— Begin —

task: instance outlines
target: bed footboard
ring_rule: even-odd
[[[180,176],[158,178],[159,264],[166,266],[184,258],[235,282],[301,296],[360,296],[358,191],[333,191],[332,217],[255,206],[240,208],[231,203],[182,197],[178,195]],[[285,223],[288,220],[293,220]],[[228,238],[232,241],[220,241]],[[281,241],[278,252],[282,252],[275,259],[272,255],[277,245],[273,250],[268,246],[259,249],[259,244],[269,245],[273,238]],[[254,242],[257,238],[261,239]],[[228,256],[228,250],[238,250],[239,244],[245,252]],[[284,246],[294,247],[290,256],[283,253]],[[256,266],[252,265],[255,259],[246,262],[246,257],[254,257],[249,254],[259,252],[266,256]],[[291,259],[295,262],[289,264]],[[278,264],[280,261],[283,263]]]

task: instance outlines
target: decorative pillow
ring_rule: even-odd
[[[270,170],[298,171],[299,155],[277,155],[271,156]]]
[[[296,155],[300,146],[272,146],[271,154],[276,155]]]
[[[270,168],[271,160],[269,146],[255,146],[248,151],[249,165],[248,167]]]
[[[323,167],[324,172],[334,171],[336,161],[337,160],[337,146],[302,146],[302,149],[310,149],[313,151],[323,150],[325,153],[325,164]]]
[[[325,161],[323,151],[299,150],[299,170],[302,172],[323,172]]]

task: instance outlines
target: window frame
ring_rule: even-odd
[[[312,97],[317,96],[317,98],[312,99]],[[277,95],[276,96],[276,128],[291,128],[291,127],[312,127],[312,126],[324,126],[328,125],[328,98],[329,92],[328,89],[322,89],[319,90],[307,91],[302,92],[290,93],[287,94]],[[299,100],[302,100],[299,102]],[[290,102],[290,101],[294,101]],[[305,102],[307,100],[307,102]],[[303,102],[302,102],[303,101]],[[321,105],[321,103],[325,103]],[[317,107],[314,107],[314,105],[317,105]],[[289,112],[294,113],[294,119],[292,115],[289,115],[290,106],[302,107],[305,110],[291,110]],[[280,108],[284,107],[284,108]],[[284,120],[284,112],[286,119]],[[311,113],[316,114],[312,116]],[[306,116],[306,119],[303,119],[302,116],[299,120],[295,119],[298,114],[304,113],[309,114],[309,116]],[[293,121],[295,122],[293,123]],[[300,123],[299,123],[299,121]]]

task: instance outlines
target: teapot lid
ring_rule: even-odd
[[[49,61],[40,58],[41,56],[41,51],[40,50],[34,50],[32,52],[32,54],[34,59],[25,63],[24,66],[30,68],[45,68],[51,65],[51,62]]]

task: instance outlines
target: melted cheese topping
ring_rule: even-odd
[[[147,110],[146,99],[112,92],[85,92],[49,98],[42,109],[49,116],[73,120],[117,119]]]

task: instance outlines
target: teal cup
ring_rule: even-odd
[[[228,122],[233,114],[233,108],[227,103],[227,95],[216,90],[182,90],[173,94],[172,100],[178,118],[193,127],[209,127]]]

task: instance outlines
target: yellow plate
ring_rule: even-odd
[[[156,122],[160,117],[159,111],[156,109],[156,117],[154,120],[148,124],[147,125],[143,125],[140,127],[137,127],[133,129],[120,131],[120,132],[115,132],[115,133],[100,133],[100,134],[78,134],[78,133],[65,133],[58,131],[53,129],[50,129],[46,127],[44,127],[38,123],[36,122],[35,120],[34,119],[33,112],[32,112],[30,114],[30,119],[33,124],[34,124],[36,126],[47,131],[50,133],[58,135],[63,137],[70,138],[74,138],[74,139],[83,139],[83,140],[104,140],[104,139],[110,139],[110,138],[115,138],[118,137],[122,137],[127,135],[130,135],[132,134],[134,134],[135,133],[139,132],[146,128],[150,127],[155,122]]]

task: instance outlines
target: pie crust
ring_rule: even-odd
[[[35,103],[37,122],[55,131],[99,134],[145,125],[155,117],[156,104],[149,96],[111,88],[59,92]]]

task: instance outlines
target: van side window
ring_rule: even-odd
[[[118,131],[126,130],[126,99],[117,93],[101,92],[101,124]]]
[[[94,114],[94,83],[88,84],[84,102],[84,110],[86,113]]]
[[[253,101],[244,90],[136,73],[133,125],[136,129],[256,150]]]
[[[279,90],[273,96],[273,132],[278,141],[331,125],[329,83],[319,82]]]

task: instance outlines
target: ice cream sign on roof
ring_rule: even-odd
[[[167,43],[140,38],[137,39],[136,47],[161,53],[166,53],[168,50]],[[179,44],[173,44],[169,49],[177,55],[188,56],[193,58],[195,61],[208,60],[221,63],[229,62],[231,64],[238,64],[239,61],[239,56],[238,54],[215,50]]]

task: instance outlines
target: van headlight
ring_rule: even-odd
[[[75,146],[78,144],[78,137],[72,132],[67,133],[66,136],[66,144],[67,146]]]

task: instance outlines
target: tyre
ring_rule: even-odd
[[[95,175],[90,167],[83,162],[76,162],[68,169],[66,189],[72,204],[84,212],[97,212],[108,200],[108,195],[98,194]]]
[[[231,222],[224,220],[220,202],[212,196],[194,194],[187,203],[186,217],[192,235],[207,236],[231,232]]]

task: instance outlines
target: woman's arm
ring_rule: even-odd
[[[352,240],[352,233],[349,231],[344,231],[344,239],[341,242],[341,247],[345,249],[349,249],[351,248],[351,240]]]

— End —

#### What is required:
Reproduce each entry word for word.

#### Complete output:
task: instance outlines
target: bed footboard
ring_rule: even-odd
[[[180,176],[158,178],[159,264],[166,266],[184,258],[235,282],[301,296],[360,296],[358,191],[333,191],[332,217],[255,206],[240,208],[231,203],[182,197],[178,195]],[[285,223],[288,220],[293,220]],[[228,238],[232,241],[220,241]],[[281,241],[278,252],[282,252],[275,259],[272,255],[277,245],[273,250],[268,246],[259,249],[259,244],[269,245],[273,238]],[[254,242],[257,238],[261,239]],[[228,256],[228,250],[238,250],[239,244],[245,252]],[[284,246],[294,247],[290,256],[283,253]],[[256,266],[252,265],[255,259],[246,262],[246,257],[254,257],[249,254],[259,252],[266,256]],[[291,259],[295,262],[289,264]],[[278,264],[280,261],[283,263]]]

task: instance outlines
target: decorative pillow
ring_rule: even-odd
[[[270,170],[298,171],[299,155],[277,155],[271,156]]]
[[[296,155],[300,146],[272,146],[271,154],[276,155]]]
[[[270,168],[271,160],[269,146],[255,146],[248,151],[249,165],[248,167]]]
[[[323,167],[324,172],[334,171],[336,161],[337,160],[337,146],[302,146],[302,149],[310,149],[313,151],[323,150],[325,153],[325,164]]]
[[[325,161],[323,151],[299,150],[299,170],[302,172],[323,172]]]

task: instance outlines
target: window frame
ring_rule: even-odd
[[[312,97],[317,96],[317,98],[312,99]],[[277,95],[276,96],[276,128],[291,128],[291,127],[312,127],[312,126],[324,126],[328,125],[328,98],[329,92],[328,89],[322,89],[319,90],[307,91],[302,92],[290,93],[287,94]],[[299,100],[302,100],[299,102]],[[290,102],[290,101],[294,101]],[[305,102],[307,100],[307,102]],[[303,102],[302,102],[303,101]],[[321,105],[321,103],[325,103]],[[317,107],[314,107],[314,105],[317,105]],[[289,112],[294,113],[294,119],[292,115],[289,115],[290,106],[302,107],[305,110],[291,110]],[[280,108],[284,107],[284,108]],[[284,120],[284,112],[286,119]],[[311,113],[316,114],[312,116]],[[306,116],[306,119],[303,119],[302,116],[299,120],[295,119],[298,114],[304,113],[309,114],[309,116]],[[293,121],[295,122],[293,123]],[[300,123],[299,123],[299,121]]]

task: instance outlines
target: teapot lid
ring_rule: even-odd
[[[49,61],[40,58],[41,56],[41,51],[40,50],[34,50],[32,52],[32,54],[34,59],[25,63],[24,66],[30,68],[45,68],[51,65],[51,62]]]

task: instance outlines
target: melted cheese topping
ring_rule: even-odd
[[[147,110],[146,99],[112,92],[85,92],[49,98],[42,109],[49,116],[73,120],[117,119]]]

task: instance outlines
target: teal cup
ring_rule: even-odd
[[[228,122],[233,114],[233,108],[227,103],[227,95],[216,90],[182,90],[173,94],[172,100],[178,118],[193,127],[209,127]]]

task: instance outlines
target: yellow plate
ring_rule: even-odd
[[[156,122],[160,117],[159,111],[156,109],[156,117],[154,120],[148,124],[147,125],[143,125],[140,127],[137,127],[133,129],[120,131],[120,132],[115,132],[115,133],[100,133],[100,134],[78,134],[78,133],[65,133],[58,131],[53,129],[50,129],[46,127],[44,127],[38,123],[36,122],[35,120],[34,119],[33,112],[32,112],[30,114],[30,119],[33,124],[34,124],[36,126],[47,131],[50,133],[58,135],[63,137],[70,138],[74,138],[74,139],[83,139],[83,140],[104,140],[104,139],[110,139],[110,138],[115,138],[118,137],[122,137],[127,135],[130,135],[132,134],[134,134],[135,133],[139,132],[146,128],[150,127],[155,122]]]

task: instance outlines
target: pie crust
ring_rule: even-odd
[[[35,103],[37,122],[55,131],[99,134],[145,125],[155,117],[156,104],[149,96],[111,88],[59,92]]]

task: instance outlines
target: van side window
ring_rule: even-odd
[[[118,131],[126,130],[126,99],[117,93],[101,92],[101,124]]]
[[[94,114],[94,83],[88,84],[84,102],[84,110],[86,113]]]
[[[253,101],[244,90],[136,73],[133,125],[136,129],[256,150]]]
[[[279,90],[273,96],[273,132],[278,141],[331,125],[329,83],[319,82]]]

task: instance outlines
target: ice cream sign on roof
ring_rule: even-odd
[[[167,43],[140,38],[137,39],[136,47],[161,53],[166,53],[168,50]],[[179,44],[173,44],[169,49],[177,55],[188,56],[193,58],[195,61],[208,60],[221,63],[229,62],[231,64],[238,64],[239,61],[239,56],[238,54],[215,50]]]

task: instance outlines
target: van headlight
ring_rule: even-odd
[[[75,146],[78,144],[78,137],[72,132],[67,133],[66,136],[66,144],[67,146]]]

task: instance outlines
target: tyre
ring_rule: even-odd
[[[95,175],[90,167],[83,162],[76,162],[68,169],[66,189],[72,204],[84,212],[97,212],[108,200],[108,195],[98,194]]]
[[[231,222],[224,220],[220,202],[212,196],[194,194],[187,203],[186,217],[192,235],[207,236],[231,232]]]

task: instance outlines
target: woman's arm
ring_rule: even-odd
[[[352,240],[352,233],[349,231],[344,231],[344,239],[341,242],[341,247],[345,249],[349,249],[351,248],[351,240]]]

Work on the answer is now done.